*** Data under study ***
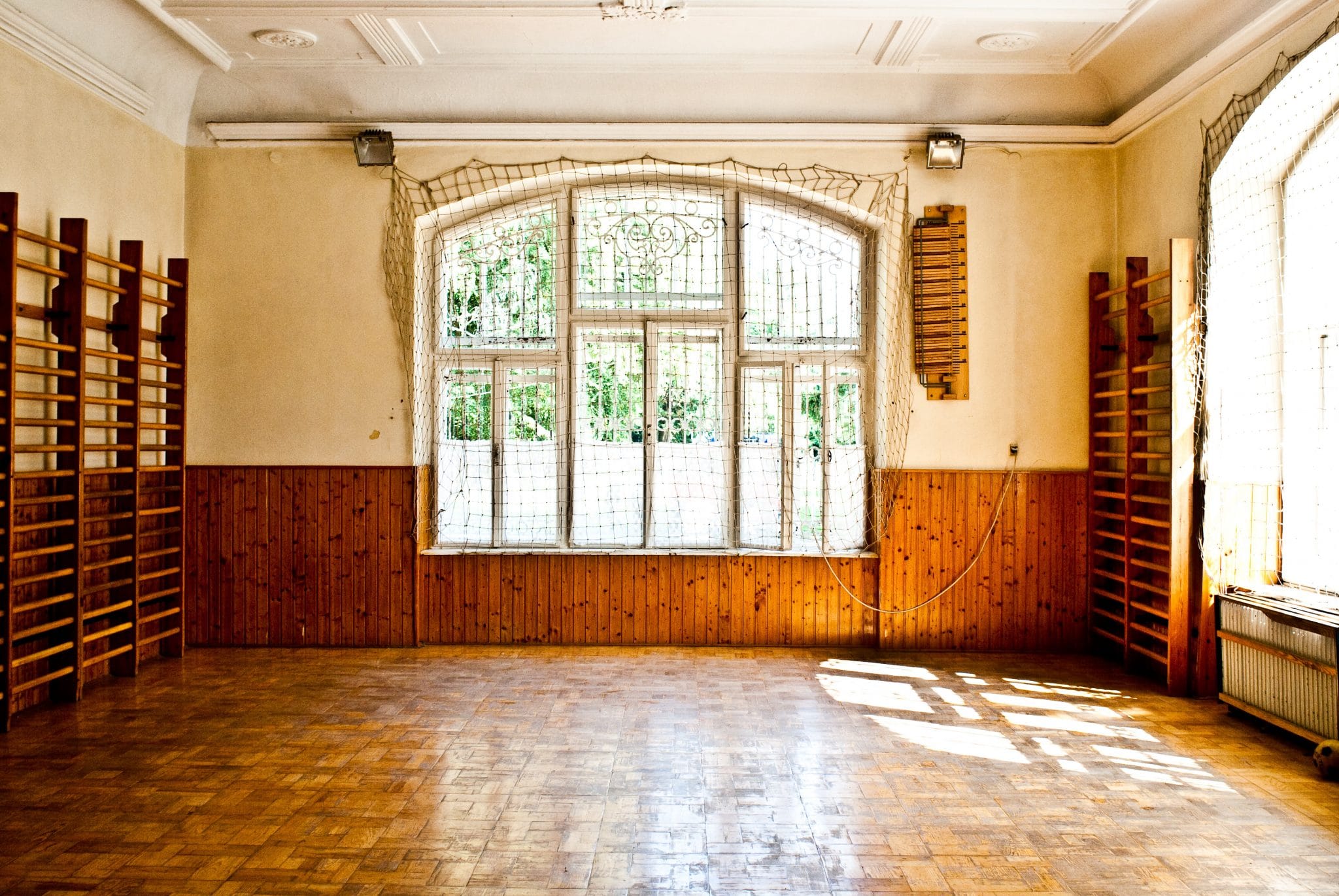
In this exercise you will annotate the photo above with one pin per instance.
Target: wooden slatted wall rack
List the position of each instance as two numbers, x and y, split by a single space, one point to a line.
*** End of Data under study ***
*** Data under study ***
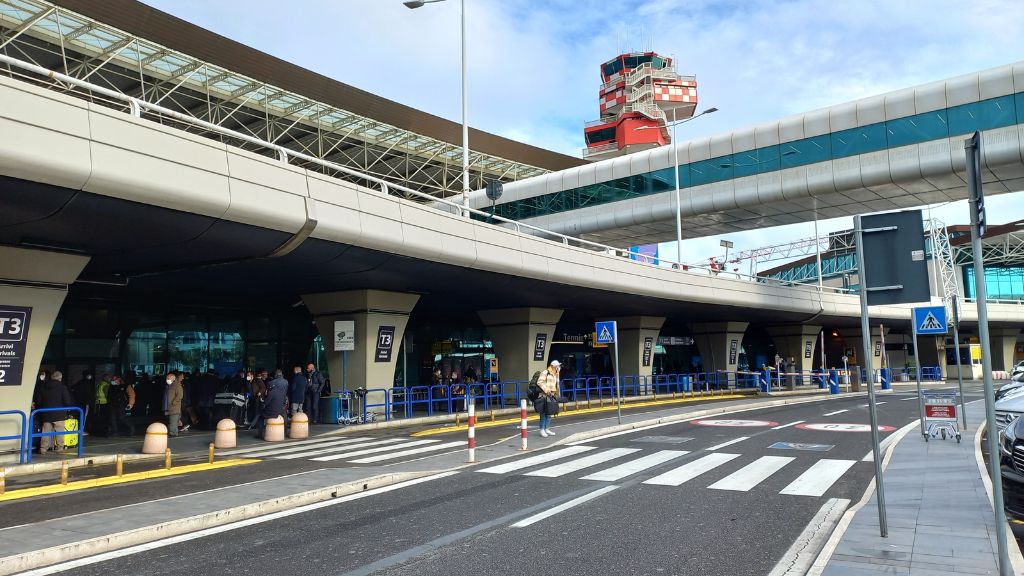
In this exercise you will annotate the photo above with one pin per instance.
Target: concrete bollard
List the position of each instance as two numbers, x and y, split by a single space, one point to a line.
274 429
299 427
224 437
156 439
*** End of Data under study ***
*** Data under study ***
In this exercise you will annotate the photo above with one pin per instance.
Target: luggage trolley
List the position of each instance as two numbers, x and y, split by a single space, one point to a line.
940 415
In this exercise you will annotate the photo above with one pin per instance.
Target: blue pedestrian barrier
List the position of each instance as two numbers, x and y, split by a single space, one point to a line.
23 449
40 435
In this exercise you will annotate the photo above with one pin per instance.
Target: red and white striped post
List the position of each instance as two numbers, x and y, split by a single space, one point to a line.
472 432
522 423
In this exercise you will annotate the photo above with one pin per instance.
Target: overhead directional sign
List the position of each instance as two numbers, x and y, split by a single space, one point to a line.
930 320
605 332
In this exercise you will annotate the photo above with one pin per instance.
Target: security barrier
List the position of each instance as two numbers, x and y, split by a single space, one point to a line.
*** End of Data under study ***
# [Exercise description]
Reply with only the number of lines in the entries that contain the word "Target".

# [Answer section]
7